[EXCERPT]:
►

A Dark Matter
416 pp. Doubleday. $26.95
Pub. Date: 2/9/2010
Reviewed by Paul Stotts
Award-winning horror author Peter Straub examines the metaphysical nature of evil in his uncompromising and genre-transcending novel, A Dark Matter.
The year is 1966 and charismatic guru Spencer Mallon has converted a small group of teenagers into devoted followers. One night, the group performs a secret ritual that goes terribly wrong, resulting in an inexplicable and mind-shattering terror and one member brutally dismembered.
Decades later, Lee Harwell decides to interview members of the group, many of them Lee’s old high school friends, about that fateful night. Each provides their own unique perspective about the day’s events including someone very close to Lee—his wife.
Intelligently written, provocative and philosophical, A Dark Matter speculates on profound issues like the nature of evil, destiny, narrative and love; each character’s unique perspective of the fateful event acting like the Socratic Method, revealing the truth piece by piece. But this is not truth that is uncovered rationally.

◄

[WHAT YOU NEED TO DO]: Extend the review of A Dark Matter, picking up right after its final sentence. The data that comes next has no connection to the review of A Dark Matter.

[RECORD SET]:
►

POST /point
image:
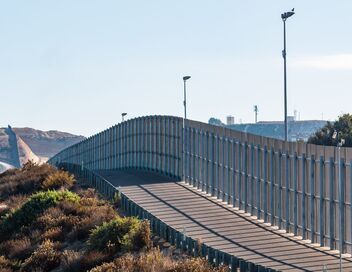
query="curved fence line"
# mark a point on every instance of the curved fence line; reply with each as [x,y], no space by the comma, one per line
[294,186]
[180,240]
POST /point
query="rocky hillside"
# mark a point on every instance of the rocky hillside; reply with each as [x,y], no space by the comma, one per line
[45,144]
[18,145]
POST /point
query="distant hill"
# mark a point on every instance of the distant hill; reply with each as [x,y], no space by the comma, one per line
[297,130]
[45,144]
[18,145]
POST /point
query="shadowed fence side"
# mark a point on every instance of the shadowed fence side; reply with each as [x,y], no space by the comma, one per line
[293,186]
[180,240]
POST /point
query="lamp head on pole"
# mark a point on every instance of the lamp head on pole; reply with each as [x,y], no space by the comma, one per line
[288,14]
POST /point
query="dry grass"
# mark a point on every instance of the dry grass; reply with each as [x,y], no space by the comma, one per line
[57,180]
[154,261]
[44,231]
[45,258]
[25,181]
[16,248]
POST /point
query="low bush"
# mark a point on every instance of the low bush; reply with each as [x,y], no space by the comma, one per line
[5,264]
[118,235]
[71,261]
[58,179]
[45,258]
[154,260]
[34,206]
[16,248]
[26,180]
[92,259]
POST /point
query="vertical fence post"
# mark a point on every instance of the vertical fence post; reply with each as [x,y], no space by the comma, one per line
[279,191]
[342,204]
[234,173]
[265,184]
[331,204]
[295,195]
[258,187]
[287,194]
[272,211]
[239,180]
[312,198]
[251,193]
[321,202]
[304,197]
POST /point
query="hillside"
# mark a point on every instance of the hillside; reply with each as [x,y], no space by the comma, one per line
[18,145]
[45,144]
[51,222]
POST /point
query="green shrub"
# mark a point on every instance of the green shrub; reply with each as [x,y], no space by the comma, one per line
[16,248]
[154,260]
[117,199]
[118,235]
[26,180]
[45,258]
[57,180]
[34,206]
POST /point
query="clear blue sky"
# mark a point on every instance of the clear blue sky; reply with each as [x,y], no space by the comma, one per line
[76,65]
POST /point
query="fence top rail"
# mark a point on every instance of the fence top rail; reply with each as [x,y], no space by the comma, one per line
[230,134]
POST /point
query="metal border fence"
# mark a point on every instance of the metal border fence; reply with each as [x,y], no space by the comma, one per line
[293,186]
[180,240]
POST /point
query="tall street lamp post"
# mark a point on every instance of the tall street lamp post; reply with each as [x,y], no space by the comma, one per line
[340,143]
[284,17]
[123,116]
[185,78]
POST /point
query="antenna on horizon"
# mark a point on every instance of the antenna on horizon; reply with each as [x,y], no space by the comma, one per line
[256,110]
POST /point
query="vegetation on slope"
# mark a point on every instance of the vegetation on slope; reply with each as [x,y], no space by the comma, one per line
[343,128]
[50,223]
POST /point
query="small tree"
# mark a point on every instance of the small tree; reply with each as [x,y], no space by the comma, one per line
[343,126]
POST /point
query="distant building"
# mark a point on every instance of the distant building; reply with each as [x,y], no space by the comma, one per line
[297,130]
[291,119]
[230,120]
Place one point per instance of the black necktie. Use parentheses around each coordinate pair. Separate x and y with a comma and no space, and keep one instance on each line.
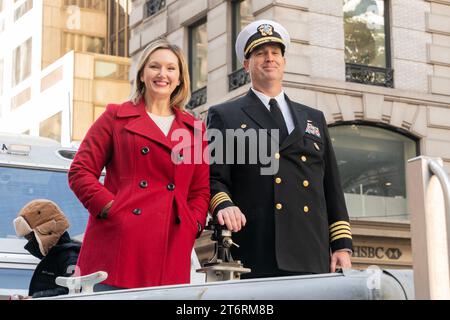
(279,119)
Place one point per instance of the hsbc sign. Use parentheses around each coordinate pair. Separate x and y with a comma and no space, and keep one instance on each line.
(376,252)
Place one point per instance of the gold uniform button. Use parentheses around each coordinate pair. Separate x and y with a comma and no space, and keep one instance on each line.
(316,146)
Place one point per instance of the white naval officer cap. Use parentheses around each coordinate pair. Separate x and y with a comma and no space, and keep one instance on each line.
(260,32)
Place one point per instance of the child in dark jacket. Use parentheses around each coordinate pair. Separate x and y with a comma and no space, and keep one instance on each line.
(44,225)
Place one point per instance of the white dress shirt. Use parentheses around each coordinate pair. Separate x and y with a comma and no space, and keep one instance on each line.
(283,107)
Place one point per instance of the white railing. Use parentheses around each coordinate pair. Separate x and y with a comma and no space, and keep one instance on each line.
(428,188)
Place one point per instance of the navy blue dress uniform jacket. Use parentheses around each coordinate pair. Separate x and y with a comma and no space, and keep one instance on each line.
(296,216)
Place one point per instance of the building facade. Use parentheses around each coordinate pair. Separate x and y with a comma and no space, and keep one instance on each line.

◄

[RESPONSE FOR THIS EXERCISE]:
A Dark Matter embraces a more postmodern deconstructionist stance, doubtful of reason as the key to enlightenment on these thorny issues, doubtful of reason as an explaining force. Some ideas just cannot be explained rationally, or as Straub points out, some ideas like the duality of evil have been misunderstood by taking a rational approach to them.
The characterization in the novel is highly clinical and introspective, making the characters often feel sterile and like intellectual constructs. Personalities suffer, seemingly not fully realized, so becoming engaged with the characters is difficult.
Less a horror novel and more of a psychological literary examination, A Dark Matter is intensely speculative and intellectually rewarding. An undeniably fine read from a literary master at the top of his game.